生まれて初めて心療内科に行った時の話
これは、2018年3月から7月までの間、私が心療内科に通院した時の話です。
はじめに
私は子供の頃から強火の二次元オタクでしたが、抑うつ状態を体験したことで心境が変化して、現在はいろいろ引退して隠居状態です。
重症な方々と比べるとめちゃくちゃ軽症だった人間のレポートですが、こういう事例もあるという記録を残すつもりで書きました。
専門的な話はできません。私の感想を書いているだけです。
通院するまでの経緯
趣味の交流のためにやっていたSNSで疲れる→2013年頃にSNSのアカウントを消す→交流せずに趣味を続ける→突然やる気が無くなって2016年頃に趣味をやめる→これ以降、無気力になり希死念慮が湧いてくる→2018年に限界が来て心療内科へ行く…という流れでした。
最初のきっかけはSNS疲れで、当時はSNSをやめることですべて解決したと思っていましたが、その数年後に時間差で気力を失いました。
今思えば、SNSのせいで、人と接することに対する考えが大きく変わってしまったため、その時点でもう「元の私」ではなかったのかもしれません。
診断結果
私は真面目に死ぬと思って病院へ駆け込んだのに、診断結果は「うつ病と言うほどではないけど、やや抑うつ状態ではある」という激烈中途半端なものでした。じゃあ本当のうつ病はどんなに苦しいのでしょうか?
私はこれまでの人生で、身体に不調を感じたことがほぼありません。
職場がインフルエンザで全滅しても、私だけ平気だったこともあります。
でも、だからこそ、滅多に経験する機会が無い体調不良に慣れていません。
少しでも気分が悪くなったり、熱が37度になったら死を覚悟します。
身体の病でもそんな感じの私は、心の病でも「たいしたことないのに大騒ぎして病院に駆け込むヤツ」だったわけです。
でもそれはいいのです。私は私がツライから病院へ行きました。
他の人の基準は知ったことではないです(この考え方は大事です)
治療と勉強
客観的に見れば治療が必要かどうかも怪しい診断結果でしたが、私の主観では死にそうだったので、治療とカウンセリングを受けることにしました。
治療は私の希望で、薬を使わないTMS治療というものをやりました。
予定通りに治療を終えた後は、希死念慮などは無くなり穏やかな気持ちになりました。あれで気分がスッキリするのは不思議でしたが、実際に効いたので結果オーライですし、珍しい体験ができて面白かったです。
カウンセリングのほうは、丁寧に話を聞いてもらえるのは良いけど、それで回復しているという実感を得ることはできなかったので、オマケ程度に考えておこうという感じでした。
カウンセラーさんも結局は他人なので、話し相手になってもらって気分転換はできても、根本的な解決にはならないというのが私の感想です。
自分のことはやはり、自分で考えるしかありません。

• **データ一覧**
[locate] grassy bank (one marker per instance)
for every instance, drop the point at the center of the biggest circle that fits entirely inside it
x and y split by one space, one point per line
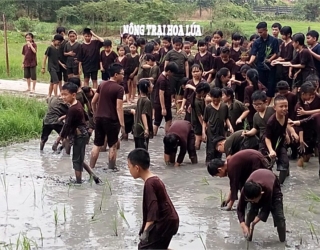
20 118
45 31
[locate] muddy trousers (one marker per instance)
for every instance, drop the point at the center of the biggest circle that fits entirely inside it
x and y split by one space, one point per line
277 214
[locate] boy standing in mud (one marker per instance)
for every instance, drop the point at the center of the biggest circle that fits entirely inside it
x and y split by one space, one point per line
76 130
160 219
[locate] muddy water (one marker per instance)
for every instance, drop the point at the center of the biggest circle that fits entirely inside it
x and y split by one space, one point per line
37 191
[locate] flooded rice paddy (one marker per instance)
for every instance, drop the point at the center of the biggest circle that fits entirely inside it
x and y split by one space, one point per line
38 207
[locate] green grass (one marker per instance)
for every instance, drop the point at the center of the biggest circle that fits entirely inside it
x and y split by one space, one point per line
20 118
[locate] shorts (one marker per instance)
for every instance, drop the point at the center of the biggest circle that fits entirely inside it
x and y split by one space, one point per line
158 115
176 84
73 71
62 72
106 127
93 75
54 78
105 76
30 72
47 129
79 152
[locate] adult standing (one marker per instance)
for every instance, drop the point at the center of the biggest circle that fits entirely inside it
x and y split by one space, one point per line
264 50
107 106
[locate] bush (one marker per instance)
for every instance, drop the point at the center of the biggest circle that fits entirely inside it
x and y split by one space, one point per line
20 118
24 24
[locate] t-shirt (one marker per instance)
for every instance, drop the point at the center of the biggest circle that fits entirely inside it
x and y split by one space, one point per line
182 129
235 111
158 207
164 85
107 60
240 166
179 57
56 109
30 58
75 119
215 119
109 92
270 186
316 49
143 107
260 123
75 48
62 57
89 56
53 58
219 64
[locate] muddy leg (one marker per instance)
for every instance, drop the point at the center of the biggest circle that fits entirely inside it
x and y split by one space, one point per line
113 156
94 156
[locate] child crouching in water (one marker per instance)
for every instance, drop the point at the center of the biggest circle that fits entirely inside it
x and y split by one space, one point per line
160 219
76 130
143 129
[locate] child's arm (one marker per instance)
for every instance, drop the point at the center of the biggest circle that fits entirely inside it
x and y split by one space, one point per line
96 36
43 69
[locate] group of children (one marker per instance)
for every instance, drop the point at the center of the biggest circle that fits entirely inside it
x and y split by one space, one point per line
224 90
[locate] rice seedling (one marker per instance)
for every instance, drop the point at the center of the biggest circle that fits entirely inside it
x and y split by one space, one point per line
204 245
121 212
204 181
64 213
115 225
5 186
56 216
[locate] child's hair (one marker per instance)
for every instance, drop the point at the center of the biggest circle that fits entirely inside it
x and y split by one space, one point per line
58 38
253 76
143 86
172 67
150 57
222 72
177 39
279 98
218 32
149 48
214 165
75 80
107 43
286 31
141 41
114 68
299 38
251 190
244 68
139 157
259 96
216 92
228 92
253 37
29 34
119 47
236 37
70 87
170 141
313 34
283 85
276 25
202 43
61 30
167 38
262 25
86 89
86 31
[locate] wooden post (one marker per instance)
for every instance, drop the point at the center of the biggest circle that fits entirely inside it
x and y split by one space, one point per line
6 43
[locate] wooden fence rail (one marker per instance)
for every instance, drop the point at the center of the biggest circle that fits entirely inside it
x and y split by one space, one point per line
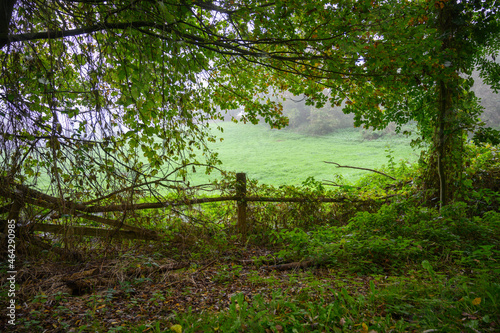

• **練習問題**
A. 心療内科の通院記で、筆者が自分の希望で受けた治療は何ですか。
B. 心療内科の通院記を、最後の文の後から書き継いでください。
データの各行は、心療内科の通院記とは別の資料です。

• **解答**
A. 薬を使わないTMS治療です。

B.
そしてこの機会に、メンタルヘルスについて少し勉強しました。
一度なったら「気の持ちよう」ではどうにもならないことや、繊細な人だけでなく、私のような図太い性格でも関係無く発症すると知りました。
ちゃんとした(?)うつ病ではないけど抑うつ状態に片足でも突っ込む体験をしたことにより、新たな知識を得ることができたのは良かったです。
寛解はしたけど完治はしなかった
予定通りに治療を終えると「まあこんなもんか」と納得できるくらいには回復しました。最後の通院の日に、病院から「必要になった時はまた来てください」と言われましたが、その後はもう通院していません。
最初は、命には代えられないと思って治療費を支払いましたが、やっぱりバカ高いわコレと冷静になったのと、そもそもこれって「寛解」することはあっても「完治」は無理なのでは?と、この先どんなに治療しても「こうなる前の元通りの私」には絶対に戻らないだろうという確信がありました。
でも、とりあえず希死念慮のような苦しい症状は無くなりました。
人はいつか絶対に死ぬので、慌てる必要はありません。
生きているうちは生きていればいいのです。
治療を続けなかった理由
実のところ「こうなる前の元通りの私」とは言うけれど、本当に元に戻りたいかというと、それもなんか違うのです。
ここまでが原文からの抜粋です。